Pointing records:
━━━━━━━━━━━━━━━━━━━━

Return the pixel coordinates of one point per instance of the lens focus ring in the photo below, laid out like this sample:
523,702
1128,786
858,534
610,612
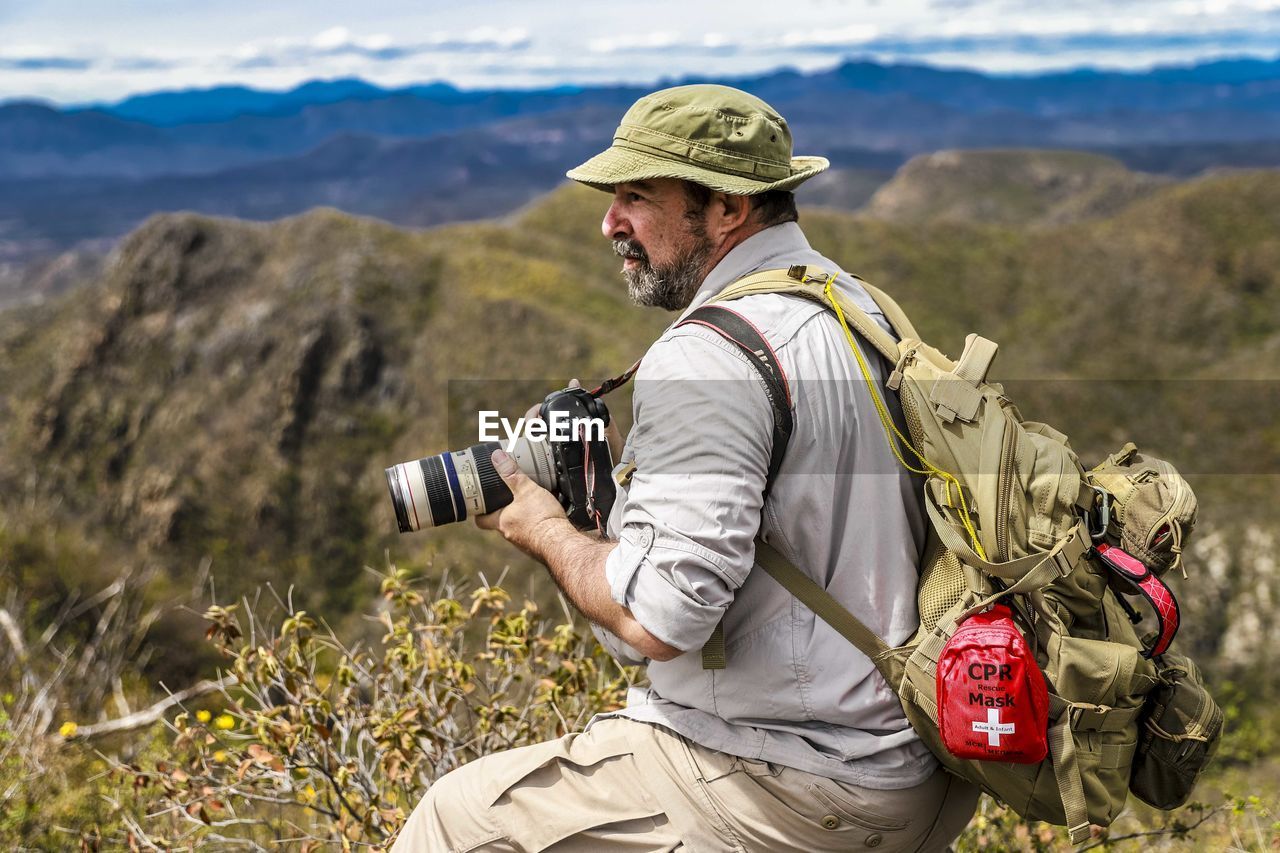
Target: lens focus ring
438,496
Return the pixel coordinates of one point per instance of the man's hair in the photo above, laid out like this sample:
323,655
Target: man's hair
772,208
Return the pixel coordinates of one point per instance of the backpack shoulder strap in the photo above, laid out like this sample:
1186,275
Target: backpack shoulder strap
743,333
808,282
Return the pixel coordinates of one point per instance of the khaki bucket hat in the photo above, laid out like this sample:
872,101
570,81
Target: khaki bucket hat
717,136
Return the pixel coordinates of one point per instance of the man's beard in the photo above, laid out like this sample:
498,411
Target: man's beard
672,286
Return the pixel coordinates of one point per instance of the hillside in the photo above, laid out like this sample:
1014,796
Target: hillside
432,154
232,391
1009,188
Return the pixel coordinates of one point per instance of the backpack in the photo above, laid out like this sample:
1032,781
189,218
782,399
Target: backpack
1015,519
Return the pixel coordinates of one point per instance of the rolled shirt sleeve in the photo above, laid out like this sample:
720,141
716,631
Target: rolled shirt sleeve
702,439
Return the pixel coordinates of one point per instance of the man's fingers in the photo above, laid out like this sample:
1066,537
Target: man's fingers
507,469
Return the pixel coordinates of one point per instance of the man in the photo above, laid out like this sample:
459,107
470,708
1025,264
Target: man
796,743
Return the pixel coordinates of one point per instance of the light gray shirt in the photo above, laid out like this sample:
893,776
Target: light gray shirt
794,690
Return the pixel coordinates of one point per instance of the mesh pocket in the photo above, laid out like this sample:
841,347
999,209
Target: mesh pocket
942,583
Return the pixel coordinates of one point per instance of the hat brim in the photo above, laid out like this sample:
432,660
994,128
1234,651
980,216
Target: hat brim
617,165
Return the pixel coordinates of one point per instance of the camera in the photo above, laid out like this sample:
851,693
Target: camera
576,468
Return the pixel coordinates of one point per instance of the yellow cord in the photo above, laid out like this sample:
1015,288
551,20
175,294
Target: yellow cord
891,428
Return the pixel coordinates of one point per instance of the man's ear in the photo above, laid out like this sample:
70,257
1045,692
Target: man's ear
732,211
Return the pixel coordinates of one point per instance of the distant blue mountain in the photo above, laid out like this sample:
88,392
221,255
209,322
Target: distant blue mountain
1080,90
428,153
224,103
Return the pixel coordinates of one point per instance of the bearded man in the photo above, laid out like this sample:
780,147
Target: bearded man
792,742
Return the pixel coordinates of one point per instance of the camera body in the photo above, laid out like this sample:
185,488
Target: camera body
576,469
584,469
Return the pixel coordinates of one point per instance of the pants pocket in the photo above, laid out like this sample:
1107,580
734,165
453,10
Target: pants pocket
549,792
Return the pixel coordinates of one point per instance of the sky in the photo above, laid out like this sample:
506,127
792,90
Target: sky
80,51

━━━━━━━━━━━━━━━━━━━━

## What the exercise asks
Please rename "Target" to "Object" throughout the items above and write them out again with nothing else changed. Leave the pictures out.

## Right answer
Return the pixel coordinates of one point per instance of the lens focus ring in the photo below, laid out like this sample:
523,702
1128,786
858,534
610,612
Object: lens focus ring
438,496
Return the pixel coordinates of one point per instance of the man's hair in the photo above, laid out like this sample:
323,655
Object: man's hair
772,208
Return the pixel coordinates of one point per instance of the backpack shoulder strap in the photo above, laid out like this sample:
1186,275
Object: backpack shoulder strap
743,333
808,282
Return the pixel coordinates of one point per instance of the khaki bucket hat in the photo above, laid out like this sample:
872,101
570,81
Object: khaki bucket hat
717,136
Return the pixel coordinates of one point per instance of the man's beard in the photo above, laid out like this sample:
498,411
Object: man's beard
672,286
Return the pixel coordinates of one point per instance of the hillside in the photo above, laid out like this sample:
1014,796
Object: hillside
432,154
232,391
1009,188
Return the pixel coordinates of one point per instance of the backpack in the photo above, laid out like this sample:
1032,781
189,218
782,399
Object: backpack
1015,519
Return the pixel coordinates of one point per instance of the rolled shirt sleeve in the photo above, laid out like this sample:
720,141
716,631
Object: rolled shirt sleeve
702,439
Return the pixel coordinates of one point per instance of the man's fingers in the photo above, laid out like this sample:
1066,537
Object: man's fingers
507,469
Return the pixel coordinates of one point per instance of the man in the photo above, laid out like this sample:
459,107
470,708
1025,264
Object: man
796,743
Return the pixel coordinates of one point per instance of the light gray shirt in the photo above, laid out like this sample:
893,776
Object: light gray shirt
794,690
Return the pixel coordinates of one point per instance of the mesh pocket in the photo above, laid out like this sample:
841,347
999,209
Object: mesh pocket
942,583
Return the pixel coordinates of one point per instance of the hat brim in the photo above, laid out like this sample:
432,660
994,128
1234,651
980,216
Object: hat brim
617,165
Return the pixel coordinates of one point per instance of the camera in the photo above, laid out like this sample:
851,693
Object: camera
576,468
Return the pixel coordinates of one point per instance of the yellow cord in the photo above, laid out like this sample:
1015,288
551,20
175,294
Object: yellow cord
891,428
Return the pixel coordinates of one point per instance of the man's ear in the photo above, laid out like this sample:
70,257
1045,692
Object: man's ear
732,211
Return the pixel coordinates of one point per instance of the distant blue mountain in the photo above, laid out like this sample:
88,392
221,255
209,322
Object: distant blue mountain
1080,90
428,153
224,103
Return the pixel coordinates of one point per instance of the bearded man in the photo above, laid out like this sample:
780,147
Object: bearded man
792,742
Return the pixel coordinates of one point per instance of the camera body in the photo above, laid out like this sample:
185,488
Object: camera body
576,469
584,469
Return the pixel coordinates of one point per instance of the pants pocket in the photo above, laid out like this sample:
1107,580
734,165
453,10
Object: pants pocket
549,792
Return the pixel coordinates of one point per instance of the sky in the photo above, laid out like this sample:
506,127
792,90
Object: sky
80,51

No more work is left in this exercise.